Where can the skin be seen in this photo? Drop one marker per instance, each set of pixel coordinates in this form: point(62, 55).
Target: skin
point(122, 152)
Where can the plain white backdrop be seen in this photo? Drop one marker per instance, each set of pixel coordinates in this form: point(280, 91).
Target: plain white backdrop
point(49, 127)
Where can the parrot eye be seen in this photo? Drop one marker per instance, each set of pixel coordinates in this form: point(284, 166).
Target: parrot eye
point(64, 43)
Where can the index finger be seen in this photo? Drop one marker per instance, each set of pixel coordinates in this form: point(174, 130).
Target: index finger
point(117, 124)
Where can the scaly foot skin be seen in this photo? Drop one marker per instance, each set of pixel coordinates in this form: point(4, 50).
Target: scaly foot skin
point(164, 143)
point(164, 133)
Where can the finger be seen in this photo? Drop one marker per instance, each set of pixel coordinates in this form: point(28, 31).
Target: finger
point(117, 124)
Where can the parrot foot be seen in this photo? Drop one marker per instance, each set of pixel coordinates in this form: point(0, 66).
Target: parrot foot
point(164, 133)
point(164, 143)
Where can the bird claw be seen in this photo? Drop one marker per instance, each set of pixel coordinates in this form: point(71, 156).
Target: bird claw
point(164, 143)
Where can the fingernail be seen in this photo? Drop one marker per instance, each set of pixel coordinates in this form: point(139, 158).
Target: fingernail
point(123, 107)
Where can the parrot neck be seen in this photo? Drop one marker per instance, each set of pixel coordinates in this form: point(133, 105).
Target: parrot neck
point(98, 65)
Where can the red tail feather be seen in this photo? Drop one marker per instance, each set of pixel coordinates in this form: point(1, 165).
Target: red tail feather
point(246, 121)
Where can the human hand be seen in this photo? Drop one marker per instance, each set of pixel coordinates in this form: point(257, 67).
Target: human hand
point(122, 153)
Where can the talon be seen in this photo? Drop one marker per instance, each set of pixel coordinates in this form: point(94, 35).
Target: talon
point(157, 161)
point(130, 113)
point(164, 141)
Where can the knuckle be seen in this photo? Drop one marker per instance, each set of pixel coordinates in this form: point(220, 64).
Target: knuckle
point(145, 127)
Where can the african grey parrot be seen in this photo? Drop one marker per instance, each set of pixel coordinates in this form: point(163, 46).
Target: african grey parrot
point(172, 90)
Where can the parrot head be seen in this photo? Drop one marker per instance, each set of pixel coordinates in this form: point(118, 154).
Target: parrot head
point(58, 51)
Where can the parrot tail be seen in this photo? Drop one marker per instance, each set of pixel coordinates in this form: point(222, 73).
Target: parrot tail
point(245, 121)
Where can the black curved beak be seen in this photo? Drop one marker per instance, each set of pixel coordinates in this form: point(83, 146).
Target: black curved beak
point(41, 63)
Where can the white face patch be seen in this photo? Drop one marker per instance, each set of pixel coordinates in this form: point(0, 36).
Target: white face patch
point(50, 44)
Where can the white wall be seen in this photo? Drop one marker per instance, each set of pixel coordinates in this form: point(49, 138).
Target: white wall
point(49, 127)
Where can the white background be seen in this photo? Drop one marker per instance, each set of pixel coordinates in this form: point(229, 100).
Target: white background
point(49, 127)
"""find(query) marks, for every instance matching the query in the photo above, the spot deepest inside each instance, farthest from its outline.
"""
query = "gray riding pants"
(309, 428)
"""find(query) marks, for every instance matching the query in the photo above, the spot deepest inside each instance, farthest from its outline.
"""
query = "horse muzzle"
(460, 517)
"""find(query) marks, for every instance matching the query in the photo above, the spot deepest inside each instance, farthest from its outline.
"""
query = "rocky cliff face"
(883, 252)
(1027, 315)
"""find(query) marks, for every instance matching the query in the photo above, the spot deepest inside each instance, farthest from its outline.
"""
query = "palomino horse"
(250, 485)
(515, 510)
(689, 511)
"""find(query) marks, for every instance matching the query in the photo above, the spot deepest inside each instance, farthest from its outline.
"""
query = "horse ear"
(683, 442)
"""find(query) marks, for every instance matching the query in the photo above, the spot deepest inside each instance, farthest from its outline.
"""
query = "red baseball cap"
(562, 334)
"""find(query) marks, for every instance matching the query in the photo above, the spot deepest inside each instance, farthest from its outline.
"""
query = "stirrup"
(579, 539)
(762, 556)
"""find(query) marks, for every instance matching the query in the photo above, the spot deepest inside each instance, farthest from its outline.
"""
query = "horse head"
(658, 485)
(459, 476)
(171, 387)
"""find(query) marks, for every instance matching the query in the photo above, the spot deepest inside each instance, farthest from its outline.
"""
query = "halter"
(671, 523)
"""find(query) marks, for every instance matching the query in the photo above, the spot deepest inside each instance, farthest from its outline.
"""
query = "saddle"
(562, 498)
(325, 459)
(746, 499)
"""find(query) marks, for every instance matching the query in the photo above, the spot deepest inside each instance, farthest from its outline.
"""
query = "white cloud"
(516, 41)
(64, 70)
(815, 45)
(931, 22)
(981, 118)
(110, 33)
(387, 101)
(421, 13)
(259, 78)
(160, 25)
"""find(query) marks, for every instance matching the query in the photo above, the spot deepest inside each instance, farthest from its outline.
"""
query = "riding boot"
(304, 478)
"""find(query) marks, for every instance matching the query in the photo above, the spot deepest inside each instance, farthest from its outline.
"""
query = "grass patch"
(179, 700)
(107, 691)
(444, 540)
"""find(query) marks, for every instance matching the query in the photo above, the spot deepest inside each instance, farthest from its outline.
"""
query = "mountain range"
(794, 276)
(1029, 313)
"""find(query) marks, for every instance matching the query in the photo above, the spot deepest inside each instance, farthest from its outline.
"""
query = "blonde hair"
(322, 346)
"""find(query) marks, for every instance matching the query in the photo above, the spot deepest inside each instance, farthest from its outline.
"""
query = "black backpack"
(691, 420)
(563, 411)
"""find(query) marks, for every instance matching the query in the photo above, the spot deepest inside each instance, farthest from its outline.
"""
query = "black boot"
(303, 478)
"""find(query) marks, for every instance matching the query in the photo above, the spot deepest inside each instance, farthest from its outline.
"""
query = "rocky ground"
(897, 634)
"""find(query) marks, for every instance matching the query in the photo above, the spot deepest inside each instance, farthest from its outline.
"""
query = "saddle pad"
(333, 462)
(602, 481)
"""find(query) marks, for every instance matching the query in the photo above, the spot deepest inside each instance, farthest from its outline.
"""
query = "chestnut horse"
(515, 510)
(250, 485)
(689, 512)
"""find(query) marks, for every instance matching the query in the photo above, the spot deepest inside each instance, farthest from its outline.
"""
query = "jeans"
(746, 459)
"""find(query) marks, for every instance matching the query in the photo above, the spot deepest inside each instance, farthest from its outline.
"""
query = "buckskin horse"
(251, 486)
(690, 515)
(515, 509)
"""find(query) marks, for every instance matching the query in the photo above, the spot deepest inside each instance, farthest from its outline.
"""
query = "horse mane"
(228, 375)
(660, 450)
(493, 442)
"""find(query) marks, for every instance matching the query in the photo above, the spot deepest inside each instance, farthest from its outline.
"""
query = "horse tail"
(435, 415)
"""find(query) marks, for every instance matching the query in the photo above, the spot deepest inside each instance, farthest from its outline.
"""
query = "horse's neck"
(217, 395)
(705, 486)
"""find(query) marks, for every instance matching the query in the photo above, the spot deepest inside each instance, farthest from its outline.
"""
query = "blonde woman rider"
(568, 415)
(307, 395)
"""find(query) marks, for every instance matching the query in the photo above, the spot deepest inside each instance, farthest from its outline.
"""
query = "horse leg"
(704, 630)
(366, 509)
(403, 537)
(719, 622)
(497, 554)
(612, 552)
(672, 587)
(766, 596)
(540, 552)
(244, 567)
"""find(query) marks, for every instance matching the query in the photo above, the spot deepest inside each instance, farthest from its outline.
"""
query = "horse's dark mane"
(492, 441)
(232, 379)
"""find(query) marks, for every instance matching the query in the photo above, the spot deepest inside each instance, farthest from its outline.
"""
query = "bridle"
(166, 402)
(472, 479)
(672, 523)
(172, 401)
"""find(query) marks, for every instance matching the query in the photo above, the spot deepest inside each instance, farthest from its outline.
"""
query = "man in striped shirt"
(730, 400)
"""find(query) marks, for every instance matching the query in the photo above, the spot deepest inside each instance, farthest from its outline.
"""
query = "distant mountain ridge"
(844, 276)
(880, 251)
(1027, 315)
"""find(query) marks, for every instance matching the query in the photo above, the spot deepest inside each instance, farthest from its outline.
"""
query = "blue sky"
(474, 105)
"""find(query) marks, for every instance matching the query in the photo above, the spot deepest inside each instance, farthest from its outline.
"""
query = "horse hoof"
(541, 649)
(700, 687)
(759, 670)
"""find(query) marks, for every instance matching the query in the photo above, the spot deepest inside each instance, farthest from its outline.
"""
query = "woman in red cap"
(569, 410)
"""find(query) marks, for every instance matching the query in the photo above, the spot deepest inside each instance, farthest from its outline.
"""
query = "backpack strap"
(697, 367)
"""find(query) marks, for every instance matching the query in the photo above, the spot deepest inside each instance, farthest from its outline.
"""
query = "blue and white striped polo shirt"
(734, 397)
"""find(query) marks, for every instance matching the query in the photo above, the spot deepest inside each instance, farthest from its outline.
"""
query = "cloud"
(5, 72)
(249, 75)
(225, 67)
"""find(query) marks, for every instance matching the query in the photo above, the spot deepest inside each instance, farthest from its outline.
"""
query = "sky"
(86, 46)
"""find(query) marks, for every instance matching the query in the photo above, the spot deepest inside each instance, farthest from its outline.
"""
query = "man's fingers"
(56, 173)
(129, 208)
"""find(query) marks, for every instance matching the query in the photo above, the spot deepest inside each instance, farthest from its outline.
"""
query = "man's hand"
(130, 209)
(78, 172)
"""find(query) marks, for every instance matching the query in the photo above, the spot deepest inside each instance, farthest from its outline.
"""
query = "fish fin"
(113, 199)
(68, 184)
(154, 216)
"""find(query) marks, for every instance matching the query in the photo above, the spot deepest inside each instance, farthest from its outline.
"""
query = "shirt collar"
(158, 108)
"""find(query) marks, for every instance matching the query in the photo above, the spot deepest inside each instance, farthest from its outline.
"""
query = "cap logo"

=== AIM OF THE EXERCISE ===
Locate every line in the items above that contains the string "riding", and copy each of those lines in full. Case is significant.

=== RESULT ===
query = "gray riding pants"
query = "riding boot"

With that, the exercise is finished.